== Text extract ==
There is something about Diliman that keeps me returning. It is not the academic upheavals, or rubbing elbows with the demi-gods. The sublime attraction goes beyond fame or intellect, and rests at the belly of one human need we tend to overlook these days - trees.
Growing up at the heart of Manila, where every spot of earth spawns the construction of apartment buildings, I was robbed the joys of running under a foliage of evergreens at a young age. Sure, there was a dense shrubbery across the house - a place we used to call gubat-gubatan. We had a great time picking Yellow Bells and use its milky sap as Elmer's glue substitute, or tapping the old Karmay tree with a long stick for its sour berries. I even had a chance to pull out the filaments of Santan flowers and taste their sweet juices, and run towards the house after being chased by the octogenarian landlady when seeing her garden being trampled.
These were some of the fading memories kids like Baby Lenin might never get to enjoy. At least we had more trees back then - in schools, in little patches of open spaces, along the sidewalks and at the middle of four-lane boulevards. But the more we embrace our dreams of progress: behemoth malls that swallow up everything, stick-like skyscrapers competing for the attention of clouds, concrete open grounds where anecdotes of human failures glare everyday, and farms transformed to poor-man's subdivisions, the less we tend to see our lives ahead. Death hastens with each tree fallen to the ground and it's a sad and tragic tale that we only get to realize our fault when the city gets deluded by torrents of mud water.
The landlady across our old house passed away and in less than a year, her garden, the gubat-gubatan we knew was no more. Trees were fallen and converted to firewood, the scorched earth was dug and Gabi tubules planted in places where Santan flowers once bloomed. They too disappeared after being consumed by the jobless house tenants. The anguish of seeing my patch of paradise senselessly destroyed (a fact I denied when it was still around) would haunt me for years that in Grade Six, I commandeered every available space outside the house and turn it into my own garden. Opposition had won over, unfortunately. I was bribed by anime and Sonic the Hedgehog.
Many years later, my heart still weeps when I see wooden trunks abandoned on streets. I still regret doing nothing - not even a eulogy - when the centuries-old Balete trees in Balara were cut down to give way for the Katipunan expansion.

== Excerpted records ==
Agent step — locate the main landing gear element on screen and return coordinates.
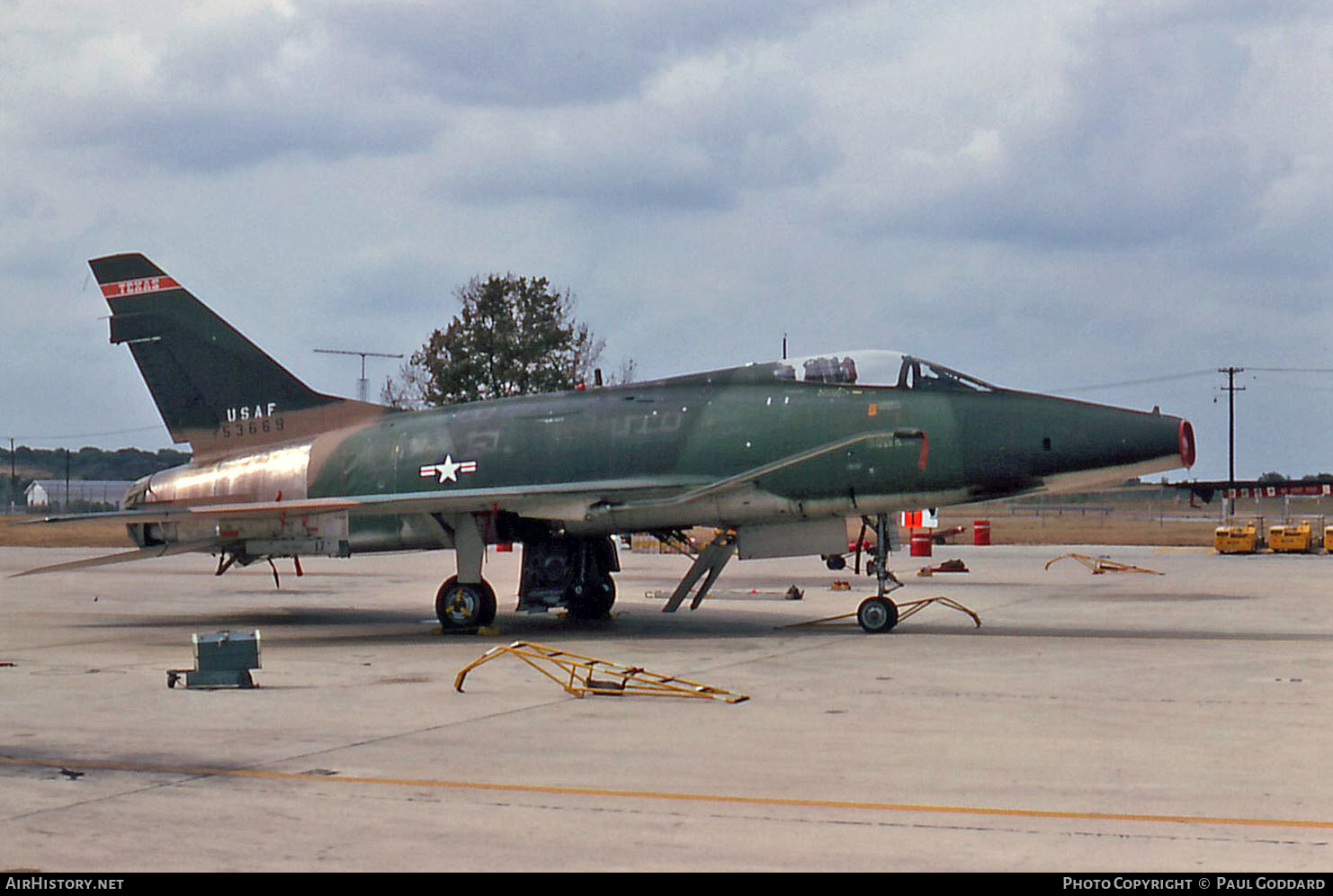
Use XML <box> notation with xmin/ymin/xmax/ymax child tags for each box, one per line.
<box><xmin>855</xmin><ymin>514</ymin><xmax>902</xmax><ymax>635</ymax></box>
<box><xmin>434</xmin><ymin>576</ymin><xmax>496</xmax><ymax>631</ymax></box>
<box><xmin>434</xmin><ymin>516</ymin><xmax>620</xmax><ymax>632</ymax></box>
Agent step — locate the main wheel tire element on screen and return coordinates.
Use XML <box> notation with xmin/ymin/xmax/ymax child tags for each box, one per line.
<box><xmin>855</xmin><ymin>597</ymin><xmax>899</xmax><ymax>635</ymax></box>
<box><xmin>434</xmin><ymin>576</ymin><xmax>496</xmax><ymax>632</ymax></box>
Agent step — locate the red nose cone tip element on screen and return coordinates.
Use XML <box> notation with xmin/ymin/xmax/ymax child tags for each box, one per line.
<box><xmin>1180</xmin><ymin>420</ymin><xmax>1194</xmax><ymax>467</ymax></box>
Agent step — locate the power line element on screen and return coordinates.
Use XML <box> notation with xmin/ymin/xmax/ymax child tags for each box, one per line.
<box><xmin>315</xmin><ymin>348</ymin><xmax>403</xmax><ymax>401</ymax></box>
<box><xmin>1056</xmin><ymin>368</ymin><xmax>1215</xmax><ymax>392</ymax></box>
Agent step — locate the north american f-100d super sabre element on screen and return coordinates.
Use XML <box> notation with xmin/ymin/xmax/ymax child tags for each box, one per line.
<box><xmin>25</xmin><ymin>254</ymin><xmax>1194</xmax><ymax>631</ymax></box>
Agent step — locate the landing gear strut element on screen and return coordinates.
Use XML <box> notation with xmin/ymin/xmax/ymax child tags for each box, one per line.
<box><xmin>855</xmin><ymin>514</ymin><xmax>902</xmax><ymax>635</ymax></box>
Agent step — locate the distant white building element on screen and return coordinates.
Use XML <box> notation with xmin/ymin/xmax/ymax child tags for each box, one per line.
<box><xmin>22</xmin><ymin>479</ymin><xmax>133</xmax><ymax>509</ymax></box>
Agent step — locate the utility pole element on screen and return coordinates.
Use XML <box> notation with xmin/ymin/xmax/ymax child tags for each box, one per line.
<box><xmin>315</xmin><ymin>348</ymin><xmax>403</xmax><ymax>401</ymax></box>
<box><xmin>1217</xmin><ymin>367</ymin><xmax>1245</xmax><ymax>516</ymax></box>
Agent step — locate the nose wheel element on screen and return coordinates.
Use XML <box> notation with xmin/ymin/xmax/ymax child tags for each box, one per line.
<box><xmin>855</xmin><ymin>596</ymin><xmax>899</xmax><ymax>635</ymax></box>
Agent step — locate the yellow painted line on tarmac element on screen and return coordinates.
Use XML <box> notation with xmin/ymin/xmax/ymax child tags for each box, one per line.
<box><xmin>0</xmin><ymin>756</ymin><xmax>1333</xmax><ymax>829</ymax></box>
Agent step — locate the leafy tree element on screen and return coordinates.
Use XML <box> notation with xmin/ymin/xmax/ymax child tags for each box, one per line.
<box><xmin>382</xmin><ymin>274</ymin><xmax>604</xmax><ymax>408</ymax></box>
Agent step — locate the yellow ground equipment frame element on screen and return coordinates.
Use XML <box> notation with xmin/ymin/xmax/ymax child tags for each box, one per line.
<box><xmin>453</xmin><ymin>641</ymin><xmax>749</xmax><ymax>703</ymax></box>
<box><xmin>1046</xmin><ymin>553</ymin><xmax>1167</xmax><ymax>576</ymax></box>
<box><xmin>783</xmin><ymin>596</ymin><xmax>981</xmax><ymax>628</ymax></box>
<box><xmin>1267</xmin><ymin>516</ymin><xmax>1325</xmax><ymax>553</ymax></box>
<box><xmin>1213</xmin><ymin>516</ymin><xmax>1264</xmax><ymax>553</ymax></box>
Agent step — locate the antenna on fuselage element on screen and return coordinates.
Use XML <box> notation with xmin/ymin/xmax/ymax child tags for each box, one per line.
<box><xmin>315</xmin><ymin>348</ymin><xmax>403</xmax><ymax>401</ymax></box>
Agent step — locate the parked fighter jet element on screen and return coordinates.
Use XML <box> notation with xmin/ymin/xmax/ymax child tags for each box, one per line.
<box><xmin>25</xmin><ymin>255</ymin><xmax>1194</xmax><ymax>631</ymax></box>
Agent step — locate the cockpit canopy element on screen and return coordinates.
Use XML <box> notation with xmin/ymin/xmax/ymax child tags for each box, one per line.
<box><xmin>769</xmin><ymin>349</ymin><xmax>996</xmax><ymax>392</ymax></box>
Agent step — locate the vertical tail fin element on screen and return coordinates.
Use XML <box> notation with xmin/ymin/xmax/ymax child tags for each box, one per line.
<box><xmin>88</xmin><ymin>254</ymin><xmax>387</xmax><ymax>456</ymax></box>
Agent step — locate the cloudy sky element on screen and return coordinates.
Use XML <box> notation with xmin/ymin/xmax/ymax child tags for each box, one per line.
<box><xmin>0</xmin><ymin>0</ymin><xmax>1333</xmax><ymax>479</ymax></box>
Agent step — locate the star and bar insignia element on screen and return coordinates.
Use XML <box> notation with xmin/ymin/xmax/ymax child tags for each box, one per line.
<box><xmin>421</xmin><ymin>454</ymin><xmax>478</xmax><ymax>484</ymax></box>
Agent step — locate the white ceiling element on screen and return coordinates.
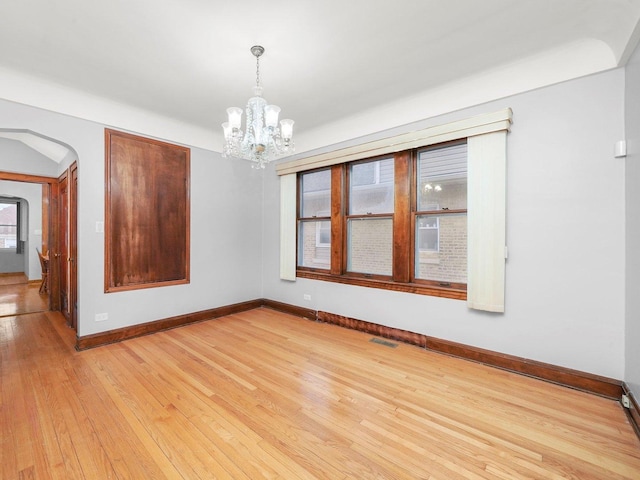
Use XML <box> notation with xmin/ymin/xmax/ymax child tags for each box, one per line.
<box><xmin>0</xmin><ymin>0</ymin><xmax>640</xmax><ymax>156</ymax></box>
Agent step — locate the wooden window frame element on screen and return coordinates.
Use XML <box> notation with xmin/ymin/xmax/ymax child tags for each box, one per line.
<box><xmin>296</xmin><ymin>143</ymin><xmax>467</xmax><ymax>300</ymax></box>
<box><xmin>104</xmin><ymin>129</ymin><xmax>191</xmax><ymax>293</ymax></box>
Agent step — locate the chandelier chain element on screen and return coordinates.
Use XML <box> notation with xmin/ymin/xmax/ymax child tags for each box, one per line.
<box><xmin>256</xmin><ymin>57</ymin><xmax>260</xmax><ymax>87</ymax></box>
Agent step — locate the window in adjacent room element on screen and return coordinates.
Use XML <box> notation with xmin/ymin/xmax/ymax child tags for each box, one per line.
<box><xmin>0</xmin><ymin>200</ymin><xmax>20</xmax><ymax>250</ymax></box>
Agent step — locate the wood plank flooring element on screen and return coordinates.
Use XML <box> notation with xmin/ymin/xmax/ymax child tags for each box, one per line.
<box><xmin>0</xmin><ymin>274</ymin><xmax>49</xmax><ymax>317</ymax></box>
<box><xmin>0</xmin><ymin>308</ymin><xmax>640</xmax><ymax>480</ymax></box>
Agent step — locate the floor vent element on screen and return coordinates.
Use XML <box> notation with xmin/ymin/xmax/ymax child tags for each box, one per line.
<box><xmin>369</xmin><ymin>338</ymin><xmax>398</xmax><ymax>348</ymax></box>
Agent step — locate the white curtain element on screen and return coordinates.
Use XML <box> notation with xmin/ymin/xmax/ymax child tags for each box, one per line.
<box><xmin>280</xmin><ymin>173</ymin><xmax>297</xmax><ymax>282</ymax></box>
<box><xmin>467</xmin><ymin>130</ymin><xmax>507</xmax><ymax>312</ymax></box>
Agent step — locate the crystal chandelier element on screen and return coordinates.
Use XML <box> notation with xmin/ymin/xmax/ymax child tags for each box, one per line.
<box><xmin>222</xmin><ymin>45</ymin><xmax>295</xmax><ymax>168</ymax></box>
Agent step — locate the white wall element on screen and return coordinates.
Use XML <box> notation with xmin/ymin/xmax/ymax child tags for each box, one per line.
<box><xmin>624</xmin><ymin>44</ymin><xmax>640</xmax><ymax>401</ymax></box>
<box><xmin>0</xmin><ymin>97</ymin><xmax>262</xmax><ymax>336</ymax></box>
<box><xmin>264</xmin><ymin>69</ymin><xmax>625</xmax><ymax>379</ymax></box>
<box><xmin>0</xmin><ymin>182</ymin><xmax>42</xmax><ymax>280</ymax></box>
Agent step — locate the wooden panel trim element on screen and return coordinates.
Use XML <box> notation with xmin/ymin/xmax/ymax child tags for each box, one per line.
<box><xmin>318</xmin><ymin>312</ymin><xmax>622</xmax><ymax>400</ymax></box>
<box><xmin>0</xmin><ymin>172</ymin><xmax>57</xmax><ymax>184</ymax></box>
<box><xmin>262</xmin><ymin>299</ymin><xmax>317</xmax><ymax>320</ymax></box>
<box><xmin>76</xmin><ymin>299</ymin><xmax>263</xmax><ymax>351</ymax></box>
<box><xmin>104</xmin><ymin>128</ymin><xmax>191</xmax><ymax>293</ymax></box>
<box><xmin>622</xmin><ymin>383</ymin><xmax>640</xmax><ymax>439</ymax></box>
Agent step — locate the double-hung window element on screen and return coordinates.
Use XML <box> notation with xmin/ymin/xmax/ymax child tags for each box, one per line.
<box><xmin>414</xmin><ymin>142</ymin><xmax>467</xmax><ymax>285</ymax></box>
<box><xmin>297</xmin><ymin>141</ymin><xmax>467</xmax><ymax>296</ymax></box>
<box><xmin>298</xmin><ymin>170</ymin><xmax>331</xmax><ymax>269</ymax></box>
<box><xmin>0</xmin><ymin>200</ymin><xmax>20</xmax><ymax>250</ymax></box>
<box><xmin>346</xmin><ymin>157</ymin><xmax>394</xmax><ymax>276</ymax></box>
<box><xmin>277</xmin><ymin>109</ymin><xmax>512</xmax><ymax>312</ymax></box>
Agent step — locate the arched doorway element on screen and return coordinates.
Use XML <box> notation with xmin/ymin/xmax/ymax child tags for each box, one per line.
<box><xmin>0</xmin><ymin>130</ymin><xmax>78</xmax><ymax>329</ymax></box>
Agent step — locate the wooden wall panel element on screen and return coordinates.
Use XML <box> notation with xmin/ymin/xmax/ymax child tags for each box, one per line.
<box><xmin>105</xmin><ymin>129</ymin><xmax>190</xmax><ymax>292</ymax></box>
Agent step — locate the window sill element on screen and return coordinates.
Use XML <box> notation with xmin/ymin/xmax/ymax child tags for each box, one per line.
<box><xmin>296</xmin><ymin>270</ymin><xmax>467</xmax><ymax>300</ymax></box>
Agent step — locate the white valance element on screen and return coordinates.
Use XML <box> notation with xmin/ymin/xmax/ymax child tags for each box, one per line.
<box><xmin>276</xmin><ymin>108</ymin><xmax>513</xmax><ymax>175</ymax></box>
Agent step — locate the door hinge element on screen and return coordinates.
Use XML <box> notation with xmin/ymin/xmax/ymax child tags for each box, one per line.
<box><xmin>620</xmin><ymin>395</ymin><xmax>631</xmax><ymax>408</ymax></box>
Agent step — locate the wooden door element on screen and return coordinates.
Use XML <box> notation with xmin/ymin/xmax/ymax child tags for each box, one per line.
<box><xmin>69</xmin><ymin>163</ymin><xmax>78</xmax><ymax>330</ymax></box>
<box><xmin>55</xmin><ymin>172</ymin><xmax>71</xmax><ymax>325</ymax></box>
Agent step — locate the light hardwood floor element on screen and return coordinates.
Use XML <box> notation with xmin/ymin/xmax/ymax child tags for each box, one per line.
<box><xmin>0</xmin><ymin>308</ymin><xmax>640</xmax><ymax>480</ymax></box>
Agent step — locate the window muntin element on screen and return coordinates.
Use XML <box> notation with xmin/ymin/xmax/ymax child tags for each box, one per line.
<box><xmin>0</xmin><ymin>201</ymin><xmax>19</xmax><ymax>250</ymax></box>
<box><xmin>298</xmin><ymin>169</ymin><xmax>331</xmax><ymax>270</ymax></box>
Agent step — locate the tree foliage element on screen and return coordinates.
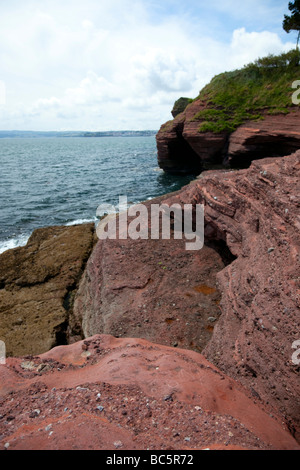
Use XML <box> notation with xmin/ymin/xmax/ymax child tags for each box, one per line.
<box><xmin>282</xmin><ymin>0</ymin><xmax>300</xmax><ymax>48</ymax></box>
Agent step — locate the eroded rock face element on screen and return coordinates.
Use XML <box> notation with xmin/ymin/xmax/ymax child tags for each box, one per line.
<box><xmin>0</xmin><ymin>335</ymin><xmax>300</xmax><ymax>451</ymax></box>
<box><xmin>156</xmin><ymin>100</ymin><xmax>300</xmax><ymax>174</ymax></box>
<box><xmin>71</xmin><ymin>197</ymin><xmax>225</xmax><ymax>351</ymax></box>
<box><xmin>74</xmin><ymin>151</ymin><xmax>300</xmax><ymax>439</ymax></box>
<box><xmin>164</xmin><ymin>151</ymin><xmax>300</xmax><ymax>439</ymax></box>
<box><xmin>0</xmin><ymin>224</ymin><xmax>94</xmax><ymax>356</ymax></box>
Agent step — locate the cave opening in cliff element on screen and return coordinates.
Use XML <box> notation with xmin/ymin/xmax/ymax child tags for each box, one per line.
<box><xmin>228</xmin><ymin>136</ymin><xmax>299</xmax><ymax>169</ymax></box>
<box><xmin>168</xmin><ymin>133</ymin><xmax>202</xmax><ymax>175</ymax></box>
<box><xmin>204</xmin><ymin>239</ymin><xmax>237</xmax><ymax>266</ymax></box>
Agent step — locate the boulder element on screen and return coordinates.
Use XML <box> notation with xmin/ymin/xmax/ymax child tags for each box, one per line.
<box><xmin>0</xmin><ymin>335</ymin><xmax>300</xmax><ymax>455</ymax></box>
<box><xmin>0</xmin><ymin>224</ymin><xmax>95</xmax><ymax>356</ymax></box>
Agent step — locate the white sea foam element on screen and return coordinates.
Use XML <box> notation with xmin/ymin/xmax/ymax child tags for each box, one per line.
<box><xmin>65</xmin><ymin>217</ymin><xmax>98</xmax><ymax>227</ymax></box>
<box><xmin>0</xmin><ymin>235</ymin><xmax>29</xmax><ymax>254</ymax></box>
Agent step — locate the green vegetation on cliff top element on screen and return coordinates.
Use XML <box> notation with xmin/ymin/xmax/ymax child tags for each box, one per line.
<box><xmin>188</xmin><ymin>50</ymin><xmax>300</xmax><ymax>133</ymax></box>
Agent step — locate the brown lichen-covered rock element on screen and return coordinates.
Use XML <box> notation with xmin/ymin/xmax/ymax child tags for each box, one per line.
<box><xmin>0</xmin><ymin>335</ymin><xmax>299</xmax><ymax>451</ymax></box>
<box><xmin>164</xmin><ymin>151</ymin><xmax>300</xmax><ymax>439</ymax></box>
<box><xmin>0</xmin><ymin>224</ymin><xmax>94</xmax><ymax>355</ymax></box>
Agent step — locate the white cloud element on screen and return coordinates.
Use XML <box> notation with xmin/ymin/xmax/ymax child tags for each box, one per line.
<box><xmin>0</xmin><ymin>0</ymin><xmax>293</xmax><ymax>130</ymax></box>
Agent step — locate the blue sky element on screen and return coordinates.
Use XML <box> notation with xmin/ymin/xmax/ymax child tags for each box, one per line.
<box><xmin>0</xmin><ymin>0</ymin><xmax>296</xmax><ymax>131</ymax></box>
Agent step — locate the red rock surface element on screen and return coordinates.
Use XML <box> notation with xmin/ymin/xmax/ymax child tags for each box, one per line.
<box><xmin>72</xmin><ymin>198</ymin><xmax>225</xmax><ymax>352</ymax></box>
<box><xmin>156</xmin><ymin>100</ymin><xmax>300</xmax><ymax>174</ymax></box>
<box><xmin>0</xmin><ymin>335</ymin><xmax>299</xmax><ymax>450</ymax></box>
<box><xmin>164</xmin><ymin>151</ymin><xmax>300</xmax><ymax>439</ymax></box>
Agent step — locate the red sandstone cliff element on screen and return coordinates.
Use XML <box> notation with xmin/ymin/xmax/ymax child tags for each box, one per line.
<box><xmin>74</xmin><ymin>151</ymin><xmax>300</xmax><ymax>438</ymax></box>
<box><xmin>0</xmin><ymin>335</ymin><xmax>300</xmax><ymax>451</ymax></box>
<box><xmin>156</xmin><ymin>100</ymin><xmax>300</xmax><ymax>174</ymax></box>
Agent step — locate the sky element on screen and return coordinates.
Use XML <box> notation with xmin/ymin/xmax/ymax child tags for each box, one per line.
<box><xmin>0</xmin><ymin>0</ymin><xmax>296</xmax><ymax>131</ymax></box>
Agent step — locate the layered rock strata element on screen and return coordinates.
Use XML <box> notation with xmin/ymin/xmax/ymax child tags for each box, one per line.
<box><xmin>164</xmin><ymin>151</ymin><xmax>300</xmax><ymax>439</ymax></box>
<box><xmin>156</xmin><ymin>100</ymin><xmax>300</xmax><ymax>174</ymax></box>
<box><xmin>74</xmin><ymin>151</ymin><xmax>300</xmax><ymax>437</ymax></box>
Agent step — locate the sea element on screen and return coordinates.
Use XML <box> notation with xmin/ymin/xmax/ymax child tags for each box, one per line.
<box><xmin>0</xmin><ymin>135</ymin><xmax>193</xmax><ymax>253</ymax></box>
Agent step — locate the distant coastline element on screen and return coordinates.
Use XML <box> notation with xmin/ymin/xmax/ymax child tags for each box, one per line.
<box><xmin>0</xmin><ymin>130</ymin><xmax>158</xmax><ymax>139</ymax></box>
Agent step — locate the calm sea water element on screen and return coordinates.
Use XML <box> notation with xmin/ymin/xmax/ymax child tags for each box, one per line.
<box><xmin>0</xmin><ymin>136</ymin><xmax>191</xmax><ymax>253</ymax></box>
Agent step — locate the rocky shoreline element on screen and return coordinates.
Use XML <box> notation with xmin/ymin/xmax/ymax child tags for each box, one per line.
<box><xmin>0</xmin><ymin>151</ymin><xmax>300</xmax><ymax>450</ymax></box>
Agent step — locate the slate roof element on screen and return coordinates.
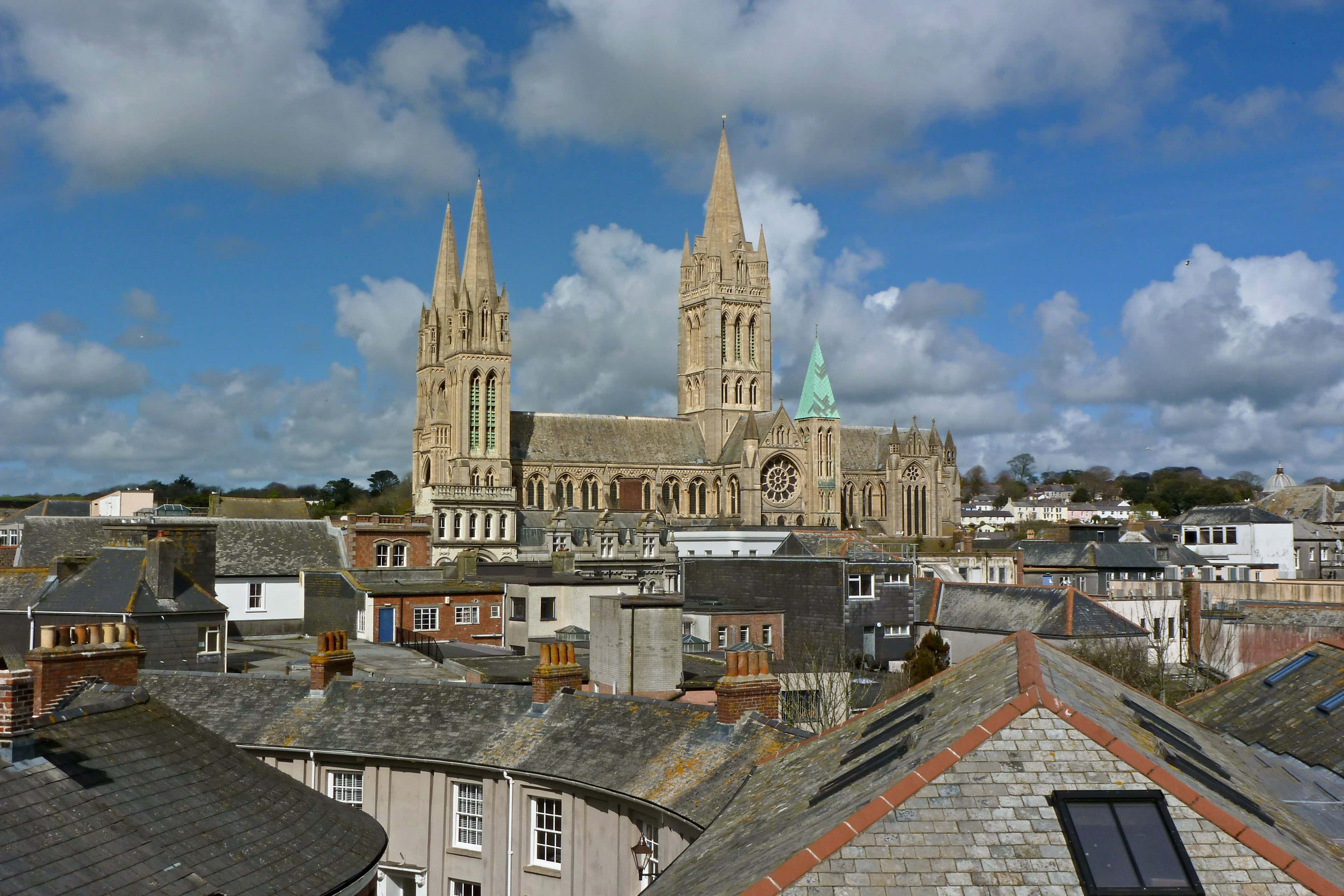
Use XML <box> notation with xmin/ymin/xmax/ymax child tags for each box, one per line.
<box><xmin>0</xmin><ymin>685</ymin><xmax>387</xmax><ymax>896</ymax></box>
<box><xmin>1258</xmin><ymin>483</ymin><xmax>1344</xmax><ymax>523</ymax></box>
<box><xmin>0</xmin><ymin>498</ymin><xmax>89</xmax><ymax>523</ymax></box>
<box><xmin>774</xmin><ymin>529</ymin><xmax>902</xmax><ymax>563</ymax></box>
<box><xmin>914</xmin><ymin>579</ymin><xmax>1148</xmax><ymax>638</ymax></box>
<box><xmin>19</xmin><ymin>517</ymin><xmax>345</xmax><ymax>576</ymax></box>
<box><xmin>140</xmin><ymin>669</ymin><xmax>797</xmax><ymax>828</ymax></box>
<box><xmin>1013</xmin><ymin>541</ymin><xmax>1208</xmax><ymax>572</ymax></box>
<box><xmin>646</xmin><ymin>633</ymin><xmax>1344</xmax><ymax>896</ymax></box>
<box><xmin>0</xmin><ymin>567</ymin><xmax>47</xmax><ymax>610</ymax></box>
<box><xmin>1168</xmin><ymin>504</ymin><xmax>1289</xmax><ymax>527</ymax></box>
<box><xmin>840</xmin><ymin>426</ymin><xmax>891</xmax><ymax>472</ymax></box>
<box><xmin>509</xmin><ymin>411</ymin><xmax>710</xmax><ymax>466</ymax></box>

== Task set ==
1) Collect every line in the rows that contains the word "wooden".
2) Pick up the essay about trees after its last sentence and carry it on.
The essay about trees and the rows come from unrelated sources.

== Answers for this exercise ==
1)
Agent step — locate the wooden window frame element on screen and return coordinates.
Agent step — locate the wooden panel trim element on screen and return coordinates.
Agent step — locate the wooden wall panel element on screen and return coordinates.
Agent step — locate the wooden door element on screen and return coordinates.

2)
Seeing tree saplings planted in pot-sized concrete blocks - to make it appear the local government is doing something for the planet leaves me befuddled. The same goes for the declaration of a total log ban just when green advocates are being gunned down at the frontiers.
For these reasons, I try to keep the memory of gubat-gubatan alive, as a fitting reminder of what we have lost, and hopefully we could find again. Same goes for this odd behavior of feeling the bark of old trees - and treating them like esteemed grandparents, when I get to find one while walking down the streets. Finally, there's this vision - of a watershed enclosing the city: A time, when the hills of Sierra Madre are covered with trees again and the streams flow with clear water everytime it rains.
I still live in dreams.
And each time I hear news that make these dreams closer to reality, I never hesitate to embrace what is left of the memory.
MANILA, Philippines—Weeks after ordering restrictions on commercial logging to help prevent flooding caused by severe deforestation, President Aquino has ordered students and government employees to plant 1.5 billion trees on 1.5 million hectares of public domain under a national greening program.
Under Executive Order No. 26, President Aquino required students identified by the Department of Education and Commission on Higher Education and all government employees to each plant at least ten seedlings a year.
To be covered by the greening program are forestlands, mangrove and protected areas, ancestral domains, civil and military reservations, urban areas under the greening plan of the LGU’s, inactive and abandoned mine sites; and other suitable lands.
“Part of the plan also seeks to integrate the various tree-planting initiatives such as the upland development program, Luntiang Pilipinas (Green Philippines) and similar activities of the government and the private sector,” Presidential Spokesperson Edwin Lacierda said in a statement.
- Philippine Daily Inquirer.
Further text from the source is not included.